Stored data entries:
##########

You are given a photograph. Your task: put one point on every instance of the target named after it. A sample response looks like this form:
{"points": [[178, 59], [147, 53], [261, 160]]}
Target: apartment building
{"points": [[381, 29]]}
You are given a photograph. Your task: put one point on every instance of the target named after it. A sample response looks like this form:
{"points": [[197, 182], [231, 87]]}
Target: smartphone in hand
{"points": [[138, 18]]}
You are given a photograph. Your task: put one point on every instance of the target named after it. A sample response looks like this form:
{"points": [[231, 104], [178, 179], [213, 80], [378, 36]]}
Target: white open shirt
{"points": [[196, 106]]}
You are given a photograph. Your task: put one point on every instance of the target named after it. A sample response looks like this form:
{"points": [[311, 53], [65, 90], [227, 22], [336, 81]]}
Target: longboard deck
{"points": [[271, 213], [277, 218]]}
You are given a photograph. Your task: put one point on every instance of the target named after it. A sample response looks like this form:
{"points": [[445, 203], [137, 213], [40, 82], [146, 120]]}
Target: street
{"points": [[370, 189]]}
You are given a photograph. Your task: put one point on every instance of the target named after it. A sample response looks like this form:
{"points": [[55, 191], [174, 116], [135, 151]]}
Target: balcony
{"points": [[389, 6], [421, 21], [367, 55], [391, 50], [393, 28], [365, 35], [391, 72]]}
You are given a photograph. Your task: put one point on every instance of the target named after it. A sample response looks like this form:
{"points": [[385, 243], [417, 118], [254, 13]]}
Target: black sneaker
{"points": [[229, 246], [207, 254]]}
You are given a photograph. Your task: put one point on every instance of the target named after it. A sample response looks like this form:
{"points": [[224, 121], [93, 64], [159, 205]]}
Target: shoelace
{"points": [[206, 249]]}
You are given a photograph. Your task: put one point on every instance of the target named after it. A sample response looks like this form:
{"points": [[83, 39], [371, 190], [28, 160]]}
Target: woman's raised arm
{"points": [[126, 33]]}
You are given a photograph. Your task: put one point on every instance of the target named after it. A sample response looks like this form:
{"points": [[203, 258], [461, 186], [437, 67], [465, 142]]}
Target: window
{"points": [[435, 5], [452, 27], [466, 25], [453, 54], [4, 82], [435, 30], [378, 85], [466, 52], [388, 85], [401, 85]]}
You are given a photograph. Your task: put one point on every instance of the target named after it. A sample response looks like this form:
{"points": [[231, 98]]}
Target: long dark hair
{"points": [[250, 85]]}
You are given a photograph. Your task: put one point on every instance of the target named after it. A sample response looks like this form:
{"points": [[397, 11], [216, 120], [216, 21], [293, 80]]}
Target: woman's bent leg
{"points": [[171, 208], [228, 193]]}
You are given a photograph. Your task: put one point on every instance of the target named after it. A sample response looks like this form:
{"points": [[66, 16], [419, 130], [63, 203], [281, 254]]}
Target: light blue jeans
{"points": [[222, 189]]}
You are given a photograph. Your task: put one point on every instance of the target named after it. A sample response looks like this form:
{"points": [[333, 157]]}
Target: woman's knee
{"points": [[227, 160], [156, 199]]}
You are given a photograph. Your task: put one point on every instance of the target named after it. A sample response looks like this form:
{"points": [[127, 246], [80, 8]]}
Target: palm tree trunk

##########

## [Prompt]
Working through the records above, copy each one exactly.

## [Output for this exercise]
You are given a photograph. Your task: put one point on every instance of the target named after it. A sample response looks like this form:
{"points": [[178, 59], [147, 53], [261, 160]]}
Target: apartment building
{"points": [[381, 29]]}
You are given a photograph. Your task: put one point on every instance of the target named after it. A sample response looks like this form:
{"points": [[197, 182], [231, 87]]}
Target: smartphone in hand
{"points": [[138, 18]]}
You are given a photograph. Your task: put one point on every instance of the target named after it. A sample response looks like this form:
{"points": [[231, 104], [178, 179], [213, 80], [378, 36]]}
Target: white open shirt
{"points": [[196, 106]]}
You are given a photograph. Your task: put one point on every instance of the target named after it. A sample response looks like this form:
{"points": [[311, 53], [65, 90], [227, 22], [336, 81]]}
Target: longboard deck
{"points": [[271, 213], [277, 218]]}
You are given a photograph. Your task: put one point on every instance of the target named after it. A sample response looks like this form:
{"points": [[445, 203], [137, 213], [40, 82], [146, 120]]}
Target: street
{"points": [[370, 189]]}
You are given a photograph. Your task: put one point on every instance of the target named after it. A sample response looks like this form:
{"points": [[55, 191], [174, 116], [135, 151]]}
Target: balcony
{"points": [[389, 6], [421, 21], [367, 55], [391, 50], [393, 28], [365, 35], [391, 72]]}
You are given a photograph. Your task: put one point on every instance of the target named after it. A sample response looks like this form:
{"points": [[385, 243], [417, 118], [254, 13]]}
Target: black sneaker
{"points": [[229, 246], [207, 254]]}
You are given a photograph. Your task: put one point on every instance of the target named after it. A sample response looks like this form:
{"points": [[224, 121], [93, 64], [159, 205]]}
Target: shoelace
{"points": [[206, 249]]}
You are given a photograph. Your task: put one point on every instance of the target named after it. A sample response looks like this form:
{"points": [[83, 39], [371, 190], [28, 160]]}
Target: woman's raised arm
{"points": [[126, 33]]}
You are given a photograph. Your task: put one point on every instance of the target named after it. A sample response looks like this form:
{"points": [[203, 258], [461, 186], [437, 67], [465, 142]]}
Target: window
{"points": [[435, 5], [452, 27], [466, 25], [453, 54], [4, 82], [435, 30], [378, 85], [466, 52], [388, 85], [401, 85]]}
You are given a photograph. Your task: put one point on every instance of the target named after it. A sample response looks like this form:
{"points": [[231, 98]]}
Target: long dark hair
{"points": [[250, 85]]}
You are given a photograph. Your task: put one point on every instance of the target named after it. A sample response looks like this form:
{"points": [[397, 11], [216, 120], [216, 21], [293, 80]]}
Target: woman's bent leg
{"points": [[171, 208], [228, 193]]}
You are given a photograph. Your task: put one point on every instance of the target named after it. A sample response looks like this form:
{"points": [[66, 16], [419, 130], [63, 203], [281, 254]]}
Target: light blue jeans
{"points": [[222, 189]]}
You are given a photograph. Your task: put one point on every instance of the target named after it. A sample response looks like this form:
{"points": [[333, 157]]}
Target: woman's knee
{"points": [[227, 160], [156, 199]]}
You are given a photograph. Your task: put one point on every instance of the target named after it. A sample response looks like this form:
{"points": [[127, 246], [80, 8]]}
Target: palm tree trunk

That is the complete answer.